## SHORT EXERCISE
Copy the lines from the one containing "Find the **red" through the end of the records, both included, swapping "mask" for "outline" and changing nothing else.

(Image boundary annotation data)
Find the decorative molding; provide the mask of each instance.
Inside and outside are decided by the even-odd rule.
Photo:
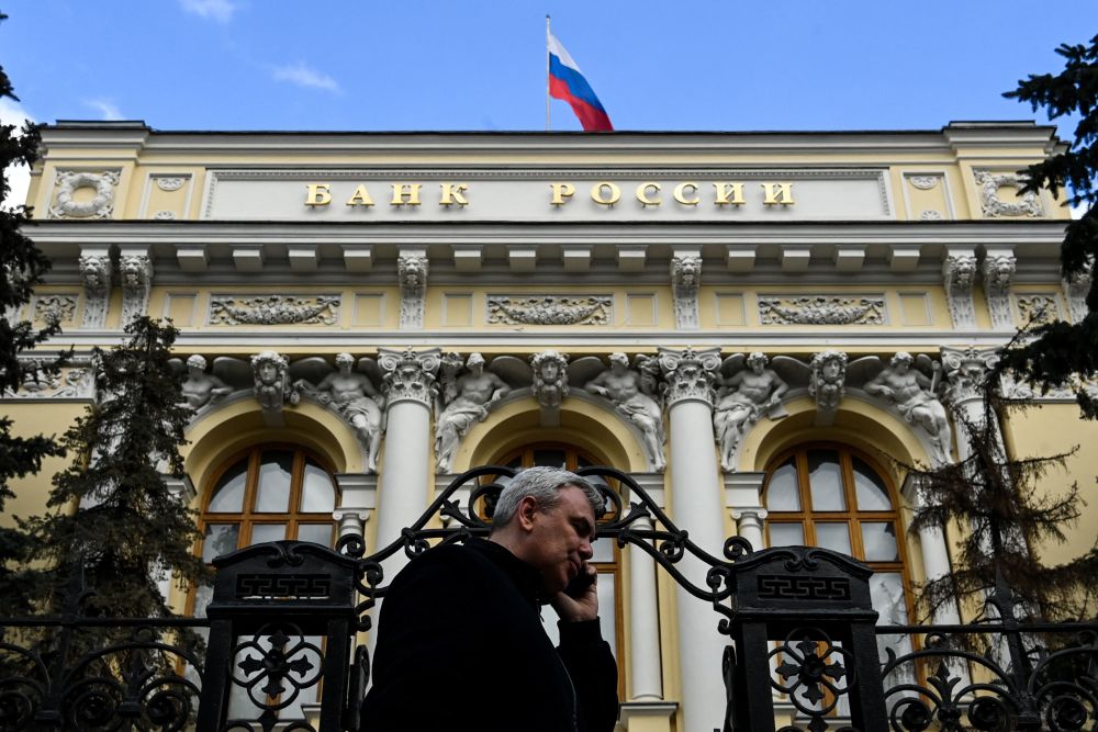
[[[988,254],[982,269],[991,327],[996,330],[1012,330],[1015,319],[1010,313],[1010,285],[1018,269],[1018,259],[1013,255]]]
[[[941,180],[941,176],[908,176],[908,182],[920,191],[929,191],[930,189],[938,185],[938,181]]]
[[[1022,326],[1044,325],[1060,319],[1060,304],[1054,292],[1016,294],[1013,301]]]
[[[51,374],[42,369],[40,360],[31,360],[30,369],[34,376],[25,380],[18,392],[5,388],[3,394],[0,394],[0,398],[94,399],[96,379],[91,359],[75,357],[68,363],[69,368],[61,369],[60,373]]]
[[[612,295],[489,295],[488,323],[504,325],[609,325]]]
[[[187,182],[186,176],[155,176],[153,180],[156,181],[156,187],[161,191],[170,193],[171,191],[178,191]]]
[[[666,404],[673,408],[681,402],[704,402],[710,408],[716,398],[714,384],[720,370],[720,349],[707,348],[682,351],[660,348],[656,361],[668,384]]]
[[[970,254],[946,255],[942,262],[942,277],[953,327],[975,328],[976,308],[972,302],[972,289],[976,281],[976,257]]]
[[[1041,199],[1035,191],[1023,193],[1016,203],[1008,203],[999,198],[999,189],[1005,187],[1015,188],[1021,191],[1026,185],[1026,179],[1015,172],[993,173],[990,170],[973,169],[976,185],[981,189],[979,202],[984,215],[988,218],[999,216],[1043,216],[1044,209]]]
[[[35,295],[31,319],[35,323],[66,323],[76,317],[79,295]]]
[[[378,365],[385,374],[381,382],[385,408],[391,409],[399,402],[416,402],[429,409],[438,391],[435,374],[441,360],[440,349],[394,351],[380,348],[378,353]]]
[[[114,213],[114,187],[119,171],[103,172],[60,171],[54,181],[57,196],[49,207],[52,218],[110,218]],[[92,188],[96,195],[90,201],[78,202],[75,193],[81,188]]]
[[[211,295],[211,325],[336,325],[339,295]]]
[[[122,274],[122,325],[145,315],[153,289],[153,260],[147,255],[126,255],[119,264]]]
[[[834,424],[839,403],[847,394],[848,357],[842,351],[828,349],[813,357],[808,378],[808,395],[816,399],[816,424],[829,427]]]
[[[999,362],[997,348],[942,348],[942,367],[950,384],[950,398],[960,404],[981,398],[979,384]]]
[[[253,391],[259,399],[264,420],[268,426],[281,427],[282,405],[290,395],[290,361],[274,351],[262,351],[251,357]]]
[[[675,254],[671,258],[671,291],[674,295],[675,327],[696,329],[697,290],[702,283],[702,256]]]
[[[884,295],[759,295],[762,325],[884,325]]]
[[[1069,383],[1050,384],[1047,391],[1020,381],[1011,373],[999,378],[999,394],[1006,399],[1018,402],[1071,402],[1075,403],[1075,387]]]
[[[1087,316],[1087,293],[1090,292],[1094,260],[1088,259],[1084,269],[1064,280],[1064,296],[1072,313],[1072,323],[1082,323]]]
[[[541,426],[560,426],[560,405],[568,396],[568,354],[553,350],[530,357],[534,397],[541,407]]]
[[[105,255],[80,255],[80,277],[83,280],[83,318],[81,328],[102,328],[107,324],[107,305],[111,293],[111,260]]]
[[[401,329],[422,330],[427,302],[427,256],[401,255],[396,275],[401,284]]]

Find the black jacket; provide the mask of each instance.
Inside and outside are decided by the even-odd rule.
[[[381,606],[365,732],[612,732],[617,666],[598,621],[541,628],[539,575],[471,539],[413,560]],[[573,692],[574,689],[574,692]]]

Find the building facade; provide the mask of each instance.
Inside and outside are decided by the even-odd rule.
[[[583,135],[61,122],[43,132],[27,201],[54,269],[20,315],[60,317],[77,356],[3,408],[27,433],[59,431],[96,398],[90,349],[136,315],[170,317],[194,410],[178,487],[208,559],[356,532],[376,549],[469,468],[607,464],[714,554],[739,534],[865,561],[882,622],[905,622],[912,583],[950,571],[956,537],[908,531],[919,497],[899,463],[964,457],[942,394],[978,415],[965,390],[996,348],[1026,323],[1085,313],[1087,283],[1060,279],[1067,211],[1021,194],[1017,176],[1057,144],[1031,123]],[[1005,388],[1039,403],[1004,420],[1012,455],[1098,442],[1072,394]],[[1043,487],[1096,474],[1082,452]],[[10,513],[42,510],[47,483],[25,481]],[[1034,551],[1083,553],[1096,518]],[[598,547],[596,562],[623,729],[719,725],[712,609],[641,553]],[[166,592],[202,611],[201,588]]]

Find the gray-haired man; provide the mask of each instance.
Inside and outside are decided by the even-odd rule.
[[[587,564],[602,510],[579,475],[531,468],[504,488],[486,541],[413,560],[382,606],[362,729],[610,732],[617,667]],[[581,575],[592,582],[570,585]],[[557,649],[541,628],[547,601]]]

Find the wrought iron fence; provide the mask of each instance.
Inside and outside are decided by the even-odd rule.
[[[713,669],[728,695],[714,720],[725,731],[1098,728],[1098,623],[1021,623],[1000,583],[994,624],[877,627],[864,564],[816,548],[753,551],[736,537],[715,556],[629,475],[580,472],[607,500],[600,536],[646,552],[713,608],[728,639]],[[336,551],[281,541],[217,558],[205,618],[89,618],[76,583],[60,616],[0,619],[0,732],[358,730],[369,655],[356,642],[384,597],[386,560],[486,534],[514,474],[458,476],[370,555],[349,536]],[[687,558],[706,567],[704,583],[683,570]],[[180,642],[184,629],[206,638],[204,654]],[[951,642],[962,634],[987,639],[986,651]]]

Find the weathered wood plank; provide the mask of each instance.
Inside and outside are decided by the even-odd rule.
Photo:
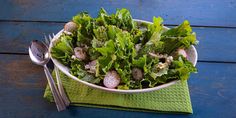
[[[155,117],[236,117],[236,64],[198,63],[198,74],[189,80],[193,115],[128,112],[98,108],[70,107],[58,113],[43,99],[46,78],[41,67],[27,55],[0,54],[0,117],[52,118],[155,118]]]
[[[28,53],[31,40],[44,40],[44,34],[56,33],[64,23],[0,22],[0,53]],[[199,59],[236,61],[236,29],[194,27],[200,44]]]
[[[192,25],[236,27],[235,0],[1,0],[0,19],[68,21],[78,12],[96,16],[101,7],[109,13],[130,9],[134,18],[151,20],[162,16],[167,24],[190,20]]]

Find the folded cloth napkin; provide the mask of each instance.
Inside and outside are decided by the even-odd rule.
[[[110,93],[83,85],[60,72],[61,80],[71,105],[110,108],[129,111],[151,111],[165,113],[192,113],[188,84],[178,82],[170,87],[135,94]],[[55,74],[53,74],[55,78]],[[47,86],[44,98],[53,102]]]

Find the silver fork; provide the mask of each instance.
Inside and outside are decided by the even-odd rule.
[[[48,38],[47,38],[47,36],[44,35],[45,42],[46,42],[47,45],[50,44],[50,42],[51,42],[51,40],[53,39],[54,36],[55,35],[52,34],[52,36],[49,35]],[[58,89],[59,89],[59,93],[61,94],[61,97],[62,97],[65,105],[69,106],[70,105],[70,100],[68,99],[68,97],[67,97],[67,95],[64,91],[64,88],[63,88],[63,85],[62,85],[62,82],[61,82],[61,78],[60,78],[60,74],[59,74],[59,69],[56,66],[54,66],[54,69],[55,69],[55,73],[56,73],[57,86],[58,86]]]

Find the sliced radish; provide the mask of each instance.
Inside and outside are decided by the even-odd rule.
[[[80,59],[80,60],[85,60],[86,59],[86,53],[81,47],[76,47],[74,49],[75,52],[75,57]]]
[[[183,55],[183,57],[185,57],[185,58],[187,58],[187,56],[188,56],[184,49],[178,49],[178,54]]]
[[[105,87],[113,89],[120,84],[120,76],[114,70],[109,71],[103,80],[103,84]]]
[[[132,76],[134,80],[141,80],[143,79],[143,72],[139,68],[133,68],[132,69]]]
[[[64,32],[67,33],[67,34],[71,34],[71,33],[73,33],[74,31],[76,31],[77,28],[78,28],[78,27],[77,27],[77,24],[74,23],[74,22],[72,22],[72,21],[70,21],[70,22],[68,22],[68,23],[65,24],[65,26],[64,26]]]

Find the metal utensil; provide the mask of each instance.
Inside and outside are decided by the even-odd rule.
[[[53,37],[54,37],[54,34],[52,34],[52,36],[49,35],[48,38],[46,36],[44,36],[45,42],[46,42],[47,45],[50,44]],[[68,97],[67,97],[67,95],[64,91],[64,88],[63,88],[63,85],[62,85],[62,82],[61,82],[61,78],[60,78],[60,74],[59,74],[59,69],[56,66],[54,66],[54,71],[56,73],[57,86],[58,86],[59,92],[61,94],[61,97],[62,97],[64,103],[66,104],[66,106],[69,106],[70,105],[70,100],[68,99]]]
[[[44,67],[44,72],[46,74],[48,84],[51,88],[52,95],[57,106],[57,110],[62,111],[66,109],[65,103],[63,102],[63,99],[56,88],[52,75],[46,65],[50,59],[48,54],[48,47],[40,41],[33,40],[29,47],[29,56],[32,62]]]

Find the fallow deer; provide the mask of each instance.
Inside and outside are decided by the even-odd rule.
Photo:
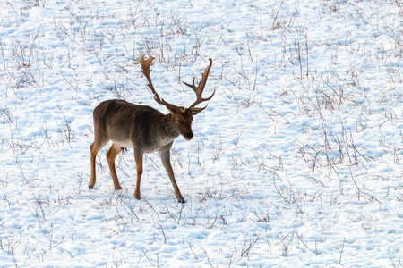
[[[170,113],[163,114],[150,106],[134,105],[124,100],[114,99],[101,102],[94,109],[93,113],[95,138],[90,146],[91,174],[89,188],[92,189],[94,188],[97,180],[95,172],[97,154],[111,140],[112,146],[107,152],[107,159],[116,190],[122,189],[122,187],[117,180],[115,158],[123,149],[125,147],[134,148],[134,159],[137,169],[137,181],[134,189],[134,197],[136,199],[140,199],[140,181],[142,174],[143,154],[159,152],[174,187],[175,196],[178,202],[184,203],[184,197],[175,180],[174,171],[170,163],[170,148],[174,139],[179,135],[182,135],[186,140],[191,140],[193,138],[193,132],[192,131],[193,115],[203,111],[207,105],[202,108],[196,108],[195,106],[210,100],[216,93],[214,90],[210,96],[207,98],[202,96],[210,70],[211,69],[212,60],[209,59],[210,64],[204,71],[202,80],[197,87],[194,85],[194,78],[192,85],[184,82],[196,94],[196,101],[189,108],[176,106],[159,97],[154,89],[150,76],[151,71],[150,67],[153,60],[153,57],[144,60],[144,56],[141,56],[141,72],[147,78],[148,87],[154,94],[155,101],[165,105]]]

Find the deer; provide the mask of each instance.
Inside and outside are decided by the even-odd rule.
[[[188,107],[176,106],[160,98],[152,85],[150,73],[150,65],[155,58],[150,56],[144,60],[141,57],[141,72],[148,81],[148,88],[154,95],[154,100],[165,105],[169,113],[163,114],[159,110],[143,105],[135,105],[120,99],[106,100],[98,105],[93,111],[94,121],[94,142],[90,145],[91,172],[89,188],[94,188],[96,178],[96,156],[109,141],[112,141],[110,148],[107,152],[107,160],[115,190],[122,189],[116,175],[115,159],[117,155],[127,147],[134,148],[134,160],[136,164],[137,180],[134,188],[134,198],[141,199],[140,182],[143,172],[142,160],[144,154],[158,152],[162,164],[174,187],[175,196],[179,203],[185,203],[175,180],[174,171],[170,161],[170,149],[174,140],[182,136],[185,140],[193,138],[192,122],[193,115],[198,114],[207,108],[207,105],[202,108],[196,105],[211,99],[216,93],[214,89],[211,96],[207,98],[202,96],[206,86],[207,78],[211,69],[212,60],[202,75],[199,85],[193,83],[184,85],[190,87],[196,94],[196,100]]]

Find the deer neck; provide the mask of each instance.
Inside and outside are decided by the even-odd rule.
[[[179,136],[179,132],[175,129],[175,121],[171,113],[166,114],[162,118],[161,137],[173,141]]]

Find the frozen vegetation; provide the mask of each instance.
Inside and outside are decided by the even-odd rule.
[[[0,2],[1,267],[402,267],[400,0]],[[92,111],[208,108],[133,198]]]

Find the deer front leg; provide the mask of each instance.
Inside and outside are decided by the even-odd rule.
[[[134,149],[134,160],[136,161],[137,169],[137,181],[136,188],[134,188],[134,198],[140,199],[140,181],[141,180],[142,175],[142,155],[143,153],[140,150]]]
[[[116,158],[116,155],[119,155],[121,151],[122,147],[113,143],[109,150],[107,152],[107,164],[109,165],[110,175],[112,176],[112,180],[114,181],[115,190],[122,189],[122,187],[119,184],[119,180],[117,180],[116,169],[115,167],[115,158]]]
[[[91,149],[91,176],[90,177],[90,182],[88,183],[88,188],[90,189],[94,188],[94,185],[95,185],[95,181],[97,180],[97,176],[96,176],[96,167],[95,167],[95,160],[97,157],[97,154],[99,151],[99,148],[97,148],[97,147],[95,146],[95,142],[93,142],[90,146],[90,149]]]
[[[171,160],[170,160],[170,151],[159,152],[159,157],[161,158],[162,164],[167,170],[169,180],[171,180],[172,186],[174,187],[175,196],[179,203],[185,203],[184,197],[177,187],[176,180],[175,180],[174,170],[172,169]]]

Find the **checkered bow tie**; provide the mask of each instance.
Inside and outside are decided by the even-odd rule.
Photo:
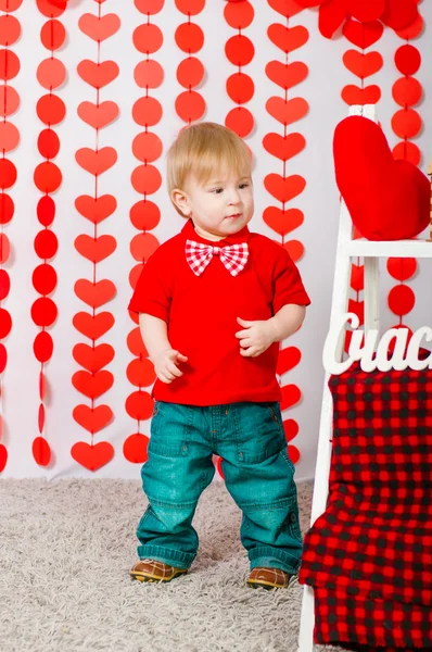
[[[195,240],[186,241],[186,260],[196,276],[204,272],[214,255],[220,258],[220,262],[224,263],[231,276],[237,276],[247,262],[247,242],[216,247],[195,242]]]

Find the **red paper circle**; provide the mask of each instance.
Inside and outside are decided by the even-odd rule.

## EXERCISE SOLUTION
Find the **red paper circle**; provide the outline of each instance.
Inside and outside are decided by the even-odd rule.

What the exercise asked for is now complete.